» **Collected data**
.....
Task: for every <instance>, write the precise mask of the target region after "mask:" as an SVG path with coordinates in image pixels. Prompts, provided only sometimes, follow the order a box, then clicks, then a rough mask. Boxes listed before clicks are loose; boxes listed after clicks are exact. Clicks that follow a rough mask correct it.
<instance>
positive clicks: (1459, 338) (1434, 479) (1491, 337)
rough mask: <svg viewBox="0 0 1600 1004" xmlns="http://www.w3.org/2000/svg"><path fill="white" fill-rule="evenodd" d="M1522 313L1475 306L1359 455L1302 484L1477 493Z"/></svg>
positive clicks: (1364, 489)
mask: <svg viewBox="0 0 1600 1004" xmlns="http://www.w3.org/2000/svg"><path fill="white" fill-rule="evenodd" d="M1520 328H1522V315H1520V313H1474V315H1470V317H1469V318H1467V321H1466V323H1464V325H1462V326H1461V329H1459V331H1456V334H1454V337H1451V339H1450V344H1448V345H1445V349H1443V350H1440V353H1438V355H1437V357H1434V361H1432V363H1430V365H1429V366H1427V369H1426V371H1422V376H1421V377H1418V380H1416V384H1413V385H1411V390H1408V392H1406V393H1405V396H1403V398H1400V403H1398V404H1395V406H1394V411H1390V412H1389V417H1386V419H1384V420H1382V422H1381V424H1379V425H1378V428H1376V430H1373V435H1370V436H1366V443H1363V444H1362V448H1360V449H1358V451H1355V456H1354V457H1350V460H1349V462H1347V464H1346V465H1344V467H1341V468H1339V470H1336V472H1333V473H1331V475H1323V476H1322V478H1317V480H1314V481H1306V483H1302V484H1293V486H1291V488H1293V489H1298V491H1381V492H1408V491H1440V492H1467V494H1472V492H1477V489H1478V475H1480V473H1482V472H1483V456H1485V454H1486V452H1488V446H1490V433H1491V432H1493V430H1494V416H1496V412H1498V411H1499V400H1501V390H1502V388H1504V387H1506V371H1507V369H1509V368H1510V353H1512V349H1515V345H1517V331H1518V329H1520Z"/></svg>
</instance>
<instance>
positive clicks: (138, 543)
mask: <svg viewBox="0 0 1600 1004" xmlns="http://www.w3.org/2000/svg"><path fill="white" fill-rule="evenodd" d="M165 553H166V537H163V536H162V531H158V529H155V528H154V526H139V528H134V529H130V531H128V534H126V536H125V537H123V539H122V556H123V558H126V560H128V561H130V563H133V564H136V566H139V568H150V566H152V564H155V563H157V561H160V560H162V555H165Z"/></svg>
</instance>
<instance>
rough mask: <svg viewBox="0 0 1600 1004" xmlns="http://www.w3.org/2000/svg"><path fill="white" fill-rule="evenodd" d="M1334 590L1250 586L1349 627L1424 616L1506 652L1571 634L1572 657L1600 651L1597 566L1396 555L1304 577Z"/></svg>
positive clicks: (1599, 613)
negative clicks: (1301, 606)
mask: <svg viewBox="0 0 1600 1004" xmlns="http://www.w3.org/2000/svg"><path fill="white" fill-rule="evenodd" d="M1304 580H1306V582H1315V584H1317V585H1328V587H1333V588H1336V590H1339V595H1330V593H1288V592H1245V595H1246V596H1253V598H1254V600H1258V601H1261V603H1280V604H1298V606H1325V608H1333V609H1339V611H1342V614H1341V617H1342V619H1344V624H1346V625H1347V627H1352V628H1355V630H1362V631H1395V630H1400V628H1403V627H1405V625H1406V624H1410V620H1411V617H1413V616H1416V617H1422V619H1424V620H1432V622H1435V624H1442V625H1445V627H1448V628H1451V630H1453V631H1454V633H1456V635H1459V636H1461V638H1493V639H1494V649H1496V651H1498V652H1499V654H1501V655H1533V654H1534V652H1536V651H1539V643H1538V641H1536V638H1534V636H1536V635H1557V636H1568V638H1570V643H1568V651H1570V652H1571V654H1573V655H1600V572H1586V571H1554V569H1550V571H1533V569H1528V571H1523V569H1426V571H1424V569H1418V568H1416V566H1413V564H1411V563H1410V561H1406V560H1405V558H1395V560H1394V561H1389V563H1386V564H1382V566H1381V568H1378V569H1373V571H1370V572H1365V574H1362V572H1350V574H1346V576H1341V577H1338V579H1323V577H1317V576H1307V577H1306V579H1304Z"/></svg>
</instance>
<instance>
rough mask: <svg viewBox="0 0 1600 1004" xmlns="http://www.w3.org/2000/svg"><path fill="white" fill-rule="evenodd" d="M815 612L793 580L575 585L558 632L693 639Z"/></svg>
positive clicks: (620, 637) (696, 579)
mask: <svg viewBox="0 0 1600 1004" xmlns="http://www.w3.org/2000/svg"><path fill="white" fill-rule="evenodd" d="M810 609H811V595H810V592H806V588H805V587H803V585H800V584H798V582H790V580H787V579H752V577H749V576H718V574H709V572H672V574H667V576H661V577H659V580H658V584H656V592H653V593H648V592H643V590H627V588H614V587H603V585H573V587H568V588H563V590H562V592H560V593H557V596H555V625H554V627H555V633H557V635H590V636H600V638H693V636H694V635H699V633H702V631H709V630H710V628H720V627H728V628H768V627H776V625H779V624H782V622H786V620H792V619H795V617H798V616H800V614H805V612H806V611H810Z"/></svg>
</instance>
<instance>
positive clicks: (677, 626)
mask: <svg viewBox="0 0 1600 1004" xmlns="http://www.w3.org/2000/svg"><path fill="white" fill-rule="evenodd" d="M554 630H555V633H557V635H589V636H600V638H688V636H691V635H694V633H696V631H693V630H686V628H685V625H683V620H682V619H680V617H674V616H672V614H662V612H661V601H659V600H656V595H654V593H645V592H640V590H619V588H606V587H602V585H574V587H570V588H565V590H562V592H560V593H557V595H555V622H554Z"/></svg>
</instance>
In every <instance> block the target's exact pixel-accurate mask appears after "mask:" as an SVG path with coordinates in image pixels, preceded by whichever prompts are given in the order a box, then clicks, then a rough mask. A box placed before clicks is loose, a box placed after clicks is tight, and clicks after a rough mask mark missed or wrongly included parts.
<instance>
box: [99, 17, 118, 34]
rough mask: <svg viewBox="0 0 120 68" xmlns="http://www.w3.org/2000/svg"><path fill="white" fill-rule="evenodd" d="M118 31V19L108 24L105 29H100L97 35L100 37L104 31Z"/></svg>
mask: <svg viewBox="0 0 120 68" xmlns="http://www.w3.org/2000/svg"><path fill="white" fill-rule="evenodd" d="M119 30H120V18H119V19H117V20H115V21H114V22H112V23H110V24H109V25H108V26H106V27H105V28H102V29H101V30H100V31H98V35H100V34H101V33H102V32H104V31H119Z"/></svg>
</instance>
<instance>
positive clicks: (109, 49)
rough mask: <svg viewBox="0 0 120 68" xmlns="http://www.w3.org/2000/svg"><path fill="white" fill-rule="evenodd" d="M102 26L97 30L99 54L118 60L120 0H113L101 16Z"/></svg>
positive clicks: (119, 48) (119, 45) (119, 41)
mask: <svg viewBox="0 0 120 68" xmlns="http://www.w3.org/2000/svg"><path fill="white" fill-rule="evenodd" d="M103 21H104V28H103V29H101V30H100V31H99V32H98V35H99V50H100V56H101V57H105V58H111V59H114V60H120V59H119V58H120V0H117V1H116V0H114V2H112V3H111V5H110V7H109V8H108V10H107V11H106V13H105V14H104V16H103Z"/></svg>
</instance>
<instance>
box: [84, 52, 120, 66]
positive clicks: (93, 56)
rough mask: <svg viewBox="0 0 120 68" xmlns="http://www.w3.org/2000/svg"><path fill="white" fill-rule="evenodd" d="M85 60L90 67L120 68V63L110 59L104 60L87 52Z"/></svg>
.....
» **Task objective**
Convert all of the data above into a Markdown table with the columns Row and Line. Number each line in the Row column and leave out blank lines.

» **Exercise answer**
| Row | Line |
|---|---|
| 1 | Task: for every <instance>, write the precise mask of the target region after "mask:" as an SVG path with coordinates in image pixels. Prompts, provided only sometimes, follow the order a box, then clicks, then a rough mask. Boxes listed before clicks are loose; boxes listed after clicks are exact. Clicks that follow a rough mask correct it. |
| 2 | <instance> |
| 3 | positive clicks: (1459, 338) (1434, 479) (1491, 337) |
| 4 | rough mask: <svg viewBox="0 0 1600 1004" xmlns="http://www.w3.org/2000/svg"><path fill="white" fill-rule="evenodd" d="M1522 313L1475 306L1359 455L1302 484L1477 493Z"/></svg> |
| 5 | positive clicks: (1364, 489) |
| 6 | mask: <svg viewBox="0 0 1600 1004" xmlns="http://www.w3.org/2000/svg"><path fill="white" fill-rule="evenodd" d="M1520 328H1522V315H1520V313H1474V315H1470V317H1469V318H1467V321H1466V323H1464V325H1462V326H1461V329H1459V331H1456V334H1454V337H1451V339H1450V344H1448V345H1445V349H1443V350H1440V353H1438V355H1437V357H1434V361H1432V363H1430V365H1429V366H1427V369H1426V371H1422V376H1421V377H1418V380H1416V384H1413V385H1411V390H1408V392H1406V393H1405V396H1403V398H1400V403H1398V404H1395V406H1394V411H1390V412H1389V417H1386V419H1384V420H1382V422H1381V424H1379V425H1378V428H1376V430H1373V435H1370V436H1366V443H1363V444H1362V448H1360V449H1358V451H1355V456H1354V457H1350V460H1349V462H1347V464H1346V465H1344V467H1341V468H1339V470H1336V472H1333V473H1331V475H1323V476H1322V478H1317V480H1314V481H1306V483H1302V484H1293V486H1291V488H1293V489H1298V491H1381V492H1408V491H1440V492H1467V494H1472V492H1477V489H1478V475H1480V473H1482V472H1483V456H1485V454H1486V452H1488V446H1490V433H1491V432H1493V430H1494V416H1496V412H1498V411H1499V400H1501V390H1502V388H1504V387H1506V371H1507V369H1509V368H1510V353H1512V349H1515V345H1517V331H1518V329H1520Z"/></svg> |
| 7 | </instance> |
| 8 | <instance> |
| 9 | positive clicks: (138, 543) |
| 10 | mask: <svg viewBox="0 0 1600 1004" xmlns="http://www.w3.org/2000/svg"><path fill="white" fill-rule="evenodd" d="M165 553H166V537H163V536H162V531H158V529H155V528H154V526H139V528H134V529H130V531H128V534H126V536H125V537H123V539H122V556H123V558H126V560H128V561H130V563H133V564H136V566H139V568H150V566H152V564H155V563H157V561H160V560H162V555H165Z"/></svg> |
| 11 | </instance> |
| 12 | <instance> |
| 13 | rough mask: <svg viewBox="0 0 1600 1004" xmlns="http://www.w3.org/2000/svg"><path fill="white" fill-rule="evenodd" d="M1334 590L1250 586L1349 627L1424 616L1506 652L1571 634L1572 657L1600 651L1597 566L1396 555L1304 577Z"/></svg> |
| 14 | positive clicks: (1599, 613) |
| 15 | negative clicks: (1301, 606) |
| 16 | mask: <svg viewBox="0 0 1600 1004" xmlns="http://www.w3.org/2000/svg"><path fill="white" fill-rule="evenodd" d="M1304 580H1306V582H1315V584H1317V585H1328V587H1333V588H1336V590H1339V595H1330V593H1288V592H1245V595H1246V596H1253V598H1254V600H1258V601H1261V603H1280V604H1298V606H1325V608H1333V609H1339V611H1342V614H1341V617H1342V619H1344V624H1346V625H1347V627H1352V628H1355V630H1362V631H1395V630H1400V628H1403V627H1405V625H1406V624H1410V620H1411V617H1413V616H1416V617H1422V619H1424V620H1432V622H1435V624H1442V625H1445V627H1448V628H1451V630H1453V631H1454V633H1456V635H1459V636H1461V638H1493V639H1494V649H1496V651H1498V652H1499V654H1501V655H1533V654H1534V652H1536V651H1539V643H1538V641H1536V638H1534V636H1536V635H1557V636H1568V638H1570V643H1568V651H1570V652H1571V654H1573V655H1600V572H1586V571H1554V569H1550V571H1533V569H1528V571H1523V569H1426V571H1424V569H1418V568H1416V566H1413V564H1411V563H1410V561H1406V560H1405V558H1395V560H1394V561H1389V563H1386V564H1382V566H1381V568H1378V569H1373V571H1370V572H1365V574H1362V572H1350V574H1346V576H1341V577H1338V579H1323V577H1317V576H1307V577H1306V579H1304Z"/></svg> |
| 17 | </instance> |
| 18 | <instance> |
| 19 | rough mask: <svg viewBox="0 0 1600 1004" xmlns="http://www.w3.org/2000/svg"><path fill="white" fill-rule="evenodd" d="M815 612L793 580L575 585L558 632L693 639Z"/></svg> |
| 20 | positive clicks: (620, 637) (696, 579) |
| 21 | mask: <svg viewBox="0 0 1600 1004" xmlns="http://www.w3.org/2000/svg"><path fill="white" fill-rule="evenodd" d="M810 609H811V595H810V592H806V588H805V587H803V585H800V584H798V582H790V580H787V579H752V577H749V576H718V574H709V572H672V574H667V576H661V577H659V580H658V584H656V592H653V593H648V592H643V590H627V588H614V587H603V585H573V587H568V588H563V590H562V592H560V593H557V596H555V625H554V627H555V633H557V635H590V636H600V638H693V636H694V635H699V633H702V631H709V630H710V628H720V627H728V628H768V627H776V625H779V624H782V622H786V620H792V619H795V617H798V616H800V614H805V612H806V611H810Z"/></svg> |
| 22 | </instance> |
| 23 | <instance> |
| 24 | positive clicks: (677, 626) |
| 25 | mask: <svg viewBox="0 0 1600 1004" xmlns="http://www.w3.org/2000/svg"><path fill="white" fill-rule="evenodd" d="M554 630H555V633H557V635H589V636H600V638H688V636H691V635H694V633H696V631H693V630H686V628H685V625H683V620H682V619H680V617H674V616H672V614H662V612H661V601H659V600H656V595H654V593H645V592H640V590H619V588H606V587H602V585H574V587H570V588H565V590H562V592H560V593H557V595H555V622H554Z"/></svg> |
| 26 | </instance> |
| 27 | In every <instance> block the target's exact pixel-accurate mask appears after "mask:" as an SVG path with coordinates in image pixels, preceded by whichever prompts are given in the order a box, then clicks, then a rough mask. A box placed before clicks is loose, a box placed after clicks is tight, and clicks after a rough mask mark missed or wrongly included parts. |
| 28 | <instance> |
| 29 | box: [99, 17, 118, 34] |
| 30 | rough mask: <svg viewBox="0 0 120 68" xmlns="http://www.w3.org/2000/svg"><path fill="white" fill-rule="evenodd" d="M118 31V19L108 24L105 29H100L97 35L100 37L104 31Z"/></svg> |
| 31 | mask: <svg viewBox="0 0 120 68" xmlns="http://www.w3.org/2000/svg"><path fill="white" fill-rule="evenodd" d="M119 30H120V18H119V19H117V20H115V21H114V22H112V23H110V24H109V25H108V26H106V27H105V28H102V29H101V30H100V31H98V35H100V34H101V33H102V32H104V31H119Z"/></svg> |
| 32 | </instance> |
| 33 | <instance> |
| 34 | positive clicks: (109, 49) |
| 35 | rough mask: <svg viewBox="0 0 120 68" xmlns="http://www.w3.org/2000/svg"><path fill="white" fill-rule="evenodd" d="M102 26L97 30L99 54L118 60L120 0H113L101 16Z"/></svg> |
| 36 | positive clicks: (119, 48) (119, 45) (119, 41) |
| 37 | mask: <svg viewBox="0 0 120 68" xmlns="http://www.w3.org/2000/svg"><path fill="white" fill-rule="evenodd" d="M103 21H104V28H103V29H101V30H100V31H99V32H98V35H99V50H100V56H101V57H105V58H111V59H114V60H120V59H119V58H120V0H117V1H116V0H114V2H112V3H111V5H110V7H109V8H108V10H107V11H106V13H105V14H104V16H103Z"/></svg> |
| 38 | </instance> |
| 39 | <instance> |
| 40 | box: [84, 52, 120, 66] |
| 41 | positive clicks: (93, 56) |
| 42 | rough mask: <svg viewBox="0 0 120 68" xmlns="http://www.w3.org/2000/svg"><path fill="white" fill-rule="evenodd" d="M85 60L90 67L120 68V63L110 59L104 60L87 52Z"/></svg> |